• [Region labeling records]
◇ ◇ ◇ ◇

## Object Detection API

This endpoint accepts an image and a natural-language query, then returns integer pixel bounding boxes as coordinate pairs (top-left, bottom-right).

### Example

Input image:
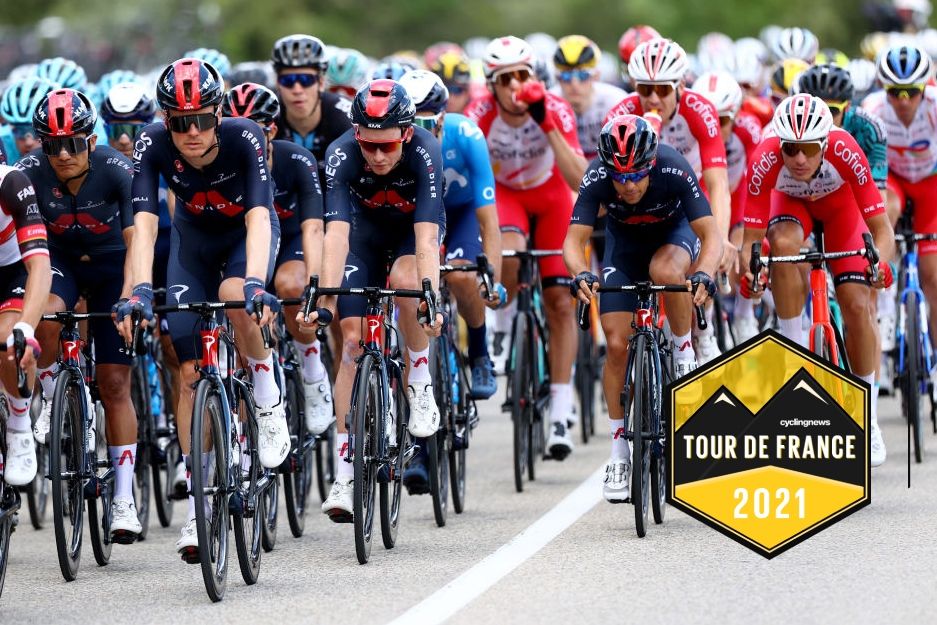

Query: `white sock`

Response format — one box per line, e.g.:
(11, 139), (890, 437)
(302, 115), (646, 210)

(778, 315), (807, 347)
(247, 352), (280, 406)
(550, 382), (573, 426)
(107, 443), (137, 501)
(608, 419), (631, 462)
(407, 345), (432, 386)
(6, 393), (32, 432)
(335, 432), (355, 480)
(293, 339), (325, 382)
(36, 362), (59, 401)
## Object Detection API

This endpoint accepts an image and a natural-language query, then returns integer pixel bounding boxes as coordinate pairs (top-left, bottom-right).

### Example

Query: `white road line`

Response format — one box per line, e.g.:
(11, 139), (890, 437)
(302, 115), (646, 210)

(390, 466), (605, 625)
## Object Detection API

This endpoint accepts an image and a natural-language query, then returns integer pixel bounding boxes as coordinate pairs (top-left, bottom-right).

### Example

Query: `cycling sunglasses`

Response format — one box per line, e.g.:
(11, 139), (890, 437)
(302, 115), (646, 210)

◇ ◇ ◇ ◇

• [Task details]
Turn every line of the listing above into a numbered list, skipping blank lines and leaving out the picture.

• [Full response]
1. ## Object Detection API
2. This endpoint accepts an image and a natural-language query, then returns integer pixel bounding boxes as coordinate pairs (top-left, bottom-right).
3. ### Example
4. Input image:
5. Query: `white sock`
6. Response format — one box per line, e.g.:
7. (11, 139), (890, 437)
8. (302, 115), (646, 210)
9. (778, 315), (807, 347)
10. (247, 352), (280, 406)
11. (550, 382), (573, 426)
12. (107, 443), (137, 501)
13. (608, 419), (631, 462)
14. (407, 345), (432, 386)
15. (6, 393), (32, 432)
16. (335, 432), (355, 480)
17. (293, 339), (325, 382)
18. (36, 362), (59, 401)
19. ## Object Detection API
20. This endpoint accepts an image and a natural-language query, then returns integer pixel bounding boxes as coordinate pairs (top-left, bottom-right).
21. ### Example
22. Query: `white road line`
23. Response format — one box per line, e.g.:
24. (11, 139), (890, 437)
25. (302, 115), (646, 210)
26. (390, 466), (605, 625)
27. ## Object Detection API
28. This endpoint accepts an image and a natural-language query, then returns integer pixel bounding boxes as coordinate pairs (top-left, bottom-right).
29. ### Example
30. Query: `cycling sunglasses`
31. Response format — one box per line, e.g.:
32. (11, 139), (890, 437)
33. (302, 115), (646, 210)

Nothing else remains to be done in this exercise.